Once you have read the data below, print all of it exactly.

Referring expression pointing data
━━━━━━━━━━━━━━━━━━━━
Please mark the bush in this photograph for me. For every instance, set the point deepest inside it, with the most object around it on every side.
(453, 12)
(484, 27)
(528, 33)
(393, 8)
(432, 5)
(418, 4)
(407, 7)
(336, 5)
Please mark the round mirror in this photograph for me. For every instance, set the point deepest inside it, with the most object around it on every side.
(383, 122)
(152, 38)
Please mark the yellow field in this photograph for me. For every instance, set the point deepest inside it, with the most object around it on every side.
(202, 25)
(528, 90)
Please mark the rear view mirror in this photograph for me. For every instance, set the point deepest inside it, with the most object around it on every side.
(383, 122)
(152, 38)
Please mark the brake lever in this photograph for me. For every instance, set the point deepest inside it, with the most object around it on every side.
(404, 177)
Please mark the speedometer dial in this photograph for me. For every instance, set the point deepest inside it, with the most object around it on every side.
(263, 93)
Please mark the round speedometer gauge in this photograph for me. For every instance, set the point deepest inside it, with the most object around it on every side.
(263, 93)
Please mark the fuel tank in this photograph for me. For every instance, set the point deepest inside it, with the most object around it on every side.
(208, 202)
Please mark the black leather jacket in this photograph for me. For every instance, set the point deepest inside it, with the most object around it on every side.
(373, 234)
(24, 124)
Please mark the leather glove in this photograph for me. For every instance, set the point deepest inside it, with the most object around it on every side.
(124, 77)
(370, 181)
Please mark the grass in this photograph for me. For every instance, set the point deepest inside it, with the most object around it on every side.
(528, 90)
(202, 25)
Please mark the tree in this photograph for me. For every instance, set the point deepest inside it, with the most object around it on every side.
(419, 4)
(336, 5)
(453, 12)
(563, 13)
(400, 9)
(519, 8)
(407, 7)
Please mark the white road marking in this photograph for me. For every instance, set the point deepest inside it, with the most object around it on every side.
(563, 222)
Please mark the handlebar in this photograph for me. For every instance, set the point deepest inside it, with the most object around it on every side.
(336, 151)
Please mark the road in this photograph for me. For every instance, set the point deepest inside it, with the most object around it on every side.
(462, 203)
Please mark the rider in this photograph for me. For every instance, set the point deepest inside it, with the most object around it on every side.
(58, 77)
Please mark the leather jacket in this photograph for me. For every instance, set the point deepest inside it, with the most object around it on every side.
━━━━━━━━━━━━━━━━━━━━
:: Task result ::
Please mark the bush in this photograph for me. For every instance, set the point deepest inside it, with the most object around it on every side.
(453, 12)
(484, 27)
(528, 33)
(393, 8)
(432, 5)
(418, 4)
(407, 7)
(336, 5)
Please mark the round mirror in this photograph for me. For every instance, set the point deepest inside it, with the most object around it on every side.
(383, 122)
(152, 38)
Please mark the yellow field in this photograph for me. For every instance, set the point deepest inside it, with the most object around it on every side.
(202, 25)
(528, 90)
Please mark the rear view mirror in this photograph for me. For every instance, set the point deepest inside it, with the most object around it on every side.
(383, 122)
(152, 38)
Please mark the brake lever in this photograph for me. For every instance, set the point deepest inside it, with the most object around it on every side.
(404, 177)
Please mark the speedometer dial in this photograph for me. For every instance, set the point deepest inside it, with the most object around it on every side.
(263, 93)
Please mark the round speedometer gauge in this photograph for me. For every instance, set the point deepest inside it, with the most object around it on every side.
(263, 93)
Please mark the fuel tank in this photograph for me. For every instance, set the point deepest inside it, with the most object around it on every side.
(208, 202)
Please mark the black leather jacket in this photograph for me. For every instance, set the point deepest inside it, with the most object around it on every side.
(373, 234)
(24, 124)
Please mark the leather glove in this photograph for me. For every instance, set the point deepest inside it, with the most object around it on every side.
(124, 77)
(370, 181)
Please mark the grass in this photograph for me. For every instance, set the point deepest inside it, with the most object around it on every side.
(528, 90)
(202, 25)
Please mark the tree in this photograph for me. For every instance, set the point deepest inside it, with the most object around it on every side.
(419, 4)
(336, 5)
(453, 12)
(563, 13)
(400, 9)
(519, 8)
(407, 7)
Please mark the white road marking in this photograph for me. For every instance, set the point deepest inside it, with the most object around it on every side.
(563, 222)
Please mark the handlebar in this photograph for me. For every instance, set the point deepest inside it, with the most object around it on every side.
(336, 151)
Please mark the road in this photograph for me. For every instance, set the point deepest inside it, with the most object around it on every side.
(462, 203)
Please mark the rider in this photograph for me. For every instance, set the point deepest inside it, with the most object around it on every side.
(58, 77)
Please mark the leather jacket in this photograph for me. For every instance, set the point deepest inside it, with the most object around it on every side.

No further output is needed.